Not all of us can impact the world like Mr. Jobs has.  But we all can impact our small little world–those around us–in the same way.

That’s at least what I’m taking from his death.

I pray for his family and his four children who lost their Dad.  May God ease their hearts in this difficult time.


13 thoughts on “Do You Ever Feel Someone’s Passing?

  1. I think you just care about people. Whether it is Steve Jobs dying, or Joe Smith the plumber down the street, you’d care just the same.

    I think that reflects on you, the individual and the amount of time you have to reflect on people and their life. Whereas, me, the soldier, ok, someone died. Pull the straps tighter and move on. Let’s get to the end of the road.

    A lot of how we perceive and feel is from our upbringings and our own personal stories. I know he did wonders with microchips, and God gave him an uncanny ability on how to analyze their purpose and how to apply them in life.

    I do not know much about him. I hope that he didn’t believe his gifts were purely because of his own doing. But, who knows.

    I have known far better people who had nothing, and “created” nothing, but loved their families, their friends, our God, and they leave a far longer lasting mark on my life. And I still feel their passing.


    1. Well he has an interesting background, and more power to him on building an empire….. unfortunately I don’t think he had a relationship with God, he certainly had questionable morals (As we all do) in achieving his empire. Sadly he passed on nothing to those in need.

      Sadly, the Author has bestowed an opinion of the “Greatest Artist Ever” upon him. Not Steve Jobs fault, but certainly demonstrates the cult following. So many people miss the obvious in life. I guess that’s why we all gather here to appreciate the “Greatest Artist that ever lived”, Jesus Christ.

####

[TASK INSTRUCTIONS]
Return the passage from the post about Steve Jobs's death, starting with "Not all of us" and going on through "of the road.", copied word for word.

####

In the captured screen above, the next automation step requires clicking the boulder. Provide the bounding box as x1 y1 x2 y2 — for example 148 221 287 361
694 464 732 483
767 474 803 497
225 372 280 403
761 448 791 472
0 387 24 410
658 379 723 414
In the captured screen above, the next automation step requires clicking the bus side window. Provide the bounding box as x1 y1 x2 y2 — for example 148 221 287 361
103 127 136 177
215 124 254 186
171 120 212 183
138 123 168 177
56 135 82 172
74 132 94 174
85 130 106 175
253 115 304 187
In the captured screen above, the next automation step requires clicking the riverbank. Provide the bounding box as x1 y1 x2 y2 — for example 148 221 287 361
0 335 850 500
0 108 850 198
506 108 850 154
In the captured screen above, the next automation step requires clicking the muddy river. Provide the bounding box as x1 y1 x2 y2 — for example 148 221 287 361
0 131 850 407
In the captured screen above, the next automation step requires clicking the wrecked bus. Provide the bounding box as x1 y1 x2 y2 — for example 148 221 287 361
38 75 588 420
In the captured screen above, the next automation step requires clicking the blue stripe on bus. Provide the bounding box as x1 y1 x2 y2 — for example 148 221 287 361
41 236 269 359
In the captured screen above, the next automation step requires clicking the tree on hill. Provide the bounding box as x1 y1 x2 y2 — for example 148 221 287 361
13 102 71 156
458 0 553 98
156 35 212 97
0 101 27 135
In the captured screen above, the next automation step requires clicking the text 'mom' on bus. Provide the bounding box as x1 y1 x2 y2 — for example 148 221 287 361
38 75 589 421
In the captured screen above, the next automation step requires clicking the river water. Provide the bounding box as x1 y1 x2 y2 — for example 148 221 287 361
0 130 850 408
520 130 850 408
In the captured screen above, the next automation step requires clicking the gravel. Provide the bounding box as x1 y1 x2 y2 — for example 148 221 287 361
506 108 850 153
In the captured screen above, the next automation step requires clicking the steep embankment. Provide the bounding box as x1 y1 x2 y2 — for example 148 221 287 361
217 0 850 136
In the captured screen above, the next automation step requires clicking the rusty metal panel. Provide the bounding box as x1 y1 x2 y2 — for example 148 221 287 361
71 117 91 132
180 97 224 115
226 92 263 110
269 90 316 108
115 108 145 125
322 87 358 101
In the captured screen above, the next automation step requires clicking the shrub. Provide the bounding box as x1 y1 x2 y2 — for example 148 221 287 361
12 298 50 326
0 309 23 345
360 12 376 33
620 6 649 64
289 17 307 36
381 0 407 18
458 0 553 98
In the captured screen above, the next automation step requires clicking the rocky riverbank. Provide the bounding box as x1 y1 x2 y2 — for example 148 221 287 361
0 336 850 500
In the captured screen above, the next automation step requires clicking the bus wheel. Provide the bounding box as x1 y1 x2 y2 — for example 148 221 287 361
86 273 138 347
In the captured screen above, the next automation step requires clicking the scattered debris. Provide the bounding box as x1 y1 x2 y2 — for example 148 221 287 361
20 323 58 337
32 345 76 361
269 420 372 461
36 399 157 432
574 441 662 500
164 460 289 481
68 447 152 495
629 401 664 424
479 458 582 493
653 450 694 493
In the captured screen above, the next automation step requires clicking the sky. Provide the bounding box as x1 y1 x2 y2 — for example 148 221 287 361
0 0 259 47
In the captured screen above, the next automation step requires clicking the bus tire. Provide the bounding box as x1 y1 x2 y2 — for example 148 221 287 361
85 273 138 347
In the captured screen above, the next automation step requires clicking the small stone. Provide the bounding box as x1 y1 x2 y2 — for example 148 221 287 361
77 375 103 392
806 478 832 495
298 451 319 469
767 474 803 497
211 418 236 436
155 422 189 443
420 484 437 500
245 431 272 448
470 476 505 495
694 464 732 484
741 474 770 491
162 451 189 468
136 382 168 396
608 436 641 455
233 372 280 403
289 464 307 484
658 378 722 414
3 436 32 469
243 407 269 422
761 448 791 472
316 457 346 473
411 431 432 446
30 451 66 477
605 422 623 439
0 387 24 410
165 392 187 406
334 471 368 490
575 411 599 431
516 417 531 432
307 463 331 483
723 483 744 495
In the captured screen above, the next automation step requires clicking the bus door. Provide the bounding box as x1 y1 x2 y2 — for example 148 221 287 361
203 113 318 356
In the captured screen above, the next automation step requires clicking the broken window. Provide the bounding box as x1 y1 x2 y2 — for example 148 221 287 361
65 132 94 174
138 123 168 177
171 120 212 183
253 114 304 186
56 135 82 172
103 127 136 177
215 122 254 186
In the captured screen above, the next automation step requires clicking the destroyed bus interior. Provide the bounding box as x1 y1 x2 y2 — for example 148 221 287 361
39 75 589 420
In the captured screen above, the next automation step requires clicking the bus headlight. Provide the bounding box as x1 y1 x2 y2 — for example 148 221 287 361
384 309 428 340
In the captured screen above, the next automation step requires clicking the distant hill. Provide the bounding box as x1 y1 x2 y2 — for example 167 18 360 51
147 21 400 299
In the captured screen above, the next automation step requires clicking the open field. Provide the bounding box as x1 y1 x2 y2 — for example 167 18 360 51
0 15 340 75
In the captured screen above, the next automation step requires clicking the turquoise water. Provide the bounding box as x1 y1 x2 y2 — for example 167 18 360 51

####

[EXERCISE RESULT]
Not all of us can impact the world like Mr. Jobs has.  But we all can impact our small little world–those around us–in the same way.

That’s at least what I’m taking from his death.

I pray for his family and his four children who lost their Dad.  May God ease their hearts in this difficult time.


13 thoughts on “Do You Ever Feel Someone’s Passing?

  1. I think you just care about people. Whether it is Steve Jobs dying, or Joe Smith the plumber down the street, you’d care just the same.

    I think that reflects on you, the individual and the amount of time you have to reflect on people and their life. Whereas, me, the soldier, ok, someone died. Pull the straps tighter and move on. Let’s get to the end of the road.